Document section:

South Korea Unveils Truman Statue on Armistice Anniversary
South Korea Unveils Truman Statue on Armistice Anniversary


On the 70th anniversary of the armistice that halted the Korean War, one American received a special honor in South Korea: former President Harry S. Truman, in whose memory a new, nearly 14-foot-tall statue was unveiled on Thursday.

Although not all South Koreans were happy to see another monument for the war or a new edifice to an American leader built on their soil, conservatives wanted to celebrate Truman, who perhaps affected the fate of South Korea more than any other U.S. president. When North Korea invaded the South in 1950, Truman sent American troops and engineered a United Nations resolution to support the South with Allied forces.

South Korea celebrates the armistice anniversary as a victory for the free world that helped the nation become one of Asia’s richest economies, while North Korea remains a hunger-stricken, nuclear-armed international pariah.

“The Americans’ choice to have such a decisive leader as President Truman in the White House when North Korea invaded saved South Korea and the free world,” said Cho Gab-je, a prominent conservative journalist and publisher who led the campaign to build a Truman statue.

The statue was dedicated at a government-run memorial park at Dabu-dong, a famous Korean War battle site near Daegu in southeast South Korea. It was made by the sculptor Kim Young-won, best known for making the statue of King Sejong in central Seoul.

The Truman statue was installed as part of conservative activists’ broader effort to celebrate Washington’s decision to intervene in the Korean War as well as the resulting alliance between the United States and South Korea, which still underpins the South’s defense against North Korea even today.

When North Korea launched a surprise attack on South Korea on June 25, 1950, Truman was spending the weekend at home with his family in Independence, Mo.

“Korea is a small country, thousands of miles away, but what is happening there is important to every American,” he said in a radio and television address. “We know that it will take a hard, tough fight to halt the invasion and to drive the Communists back.”

He would later say that his hardest decision as president was opting to enter the Korean War. The invaders he initially called “a bunch of bandits” swept down the Korean Peninsula, pinning American and South Korean forces into its southeastern corner, known as the “Pusan Perimeter.” At Dabu-dong, the Allied forces repelled the North Koreans trying to break through the perimeter.

Then, General Douglas MacArthur’s troops outflanked them by storming Incheon, a port city west of Seoul, in an amphibious landing in September 1950 that turned the tide of the war.

The three-year war, which cost the lives of 36,500 American soldiers and millions of Koreans, ended in a truce.

Data excerpt:

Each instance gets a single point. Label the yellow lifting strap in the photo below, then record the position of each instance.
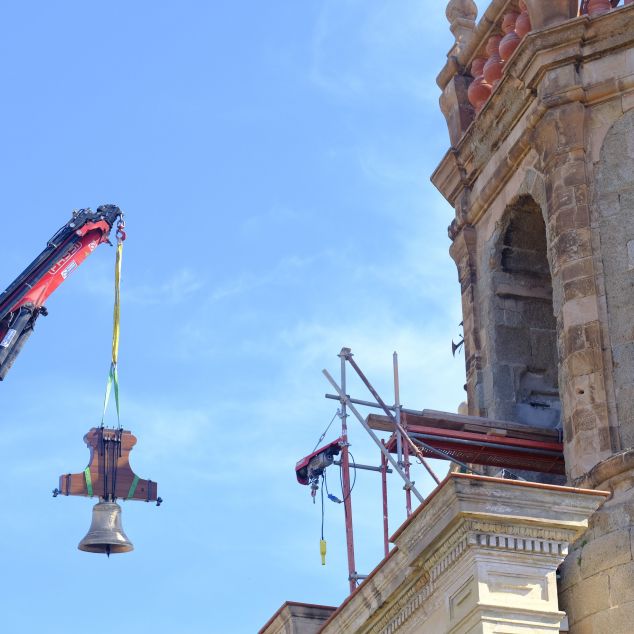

Problem set:
• a. Answer these questions using the article on the Truman statue, one answer per line:
(i) How tall is the new statue?
(ii) Which sculptor made it?
(iii) Where was Truman when North Korea attacked South Korea on June 25, 1950?
• b. In one to three sentences, explain why South Korean conservatives wanted to honor Truman, according to the article on the Truman statue.
• c. Carry the article on the Truman statue further, starting after its final sentence about the three-year war ending in a truce.
The data is separate material from the article on the Truman statue.

Answers in order:
• a.
(i) Nearly 14 feet tall.
(ii) Kim Young-won.
(iii) At home with his family in Independence, Mo.

• b. They saw Truman as perhaps the U.S. president who most affected South Korea's fate. When North Korea invaded in 1950, he sent American troops and engineered a United Nations resolution to support the South with Allied forces.

• c.
Addressing the U.S. Congress in 1954, President Syngman Rhee of South Korea thanked Truman for saving South Koreans “from being driven into the sea.” When he spoke to Congress this April, President Yoon Suk Yeol of South Korea shared similar remarks: “Sons and daughters of America sacrificed their lives to ‘defend a country they never knew and a people they never met,’” he said, referencing a line from the Korean War Veterans Memorial in Washington, D.C.

While South Koreans have commemorated Gen. MacArthur with a statue that overlooks the shore where his troops landed 73 years ago, there was no comparable statue for Truman, who dismissed the flamboyant five-star general for insubordination during the war. (There is a much smaller and obscure Truman statue at a park near the western border with North Korea.)

A group of prominent conservative figures in South Korea wanted to fill the void by introducing a new, bigger statue for Truman. But in South Korea’s deeply polarized society, building a statue of a foreign president proved controversial, especially when the conservatives installed it alongside a statue of Mr. Rhee, calling the leaders “two heroes of the Korean War who protected the free world.”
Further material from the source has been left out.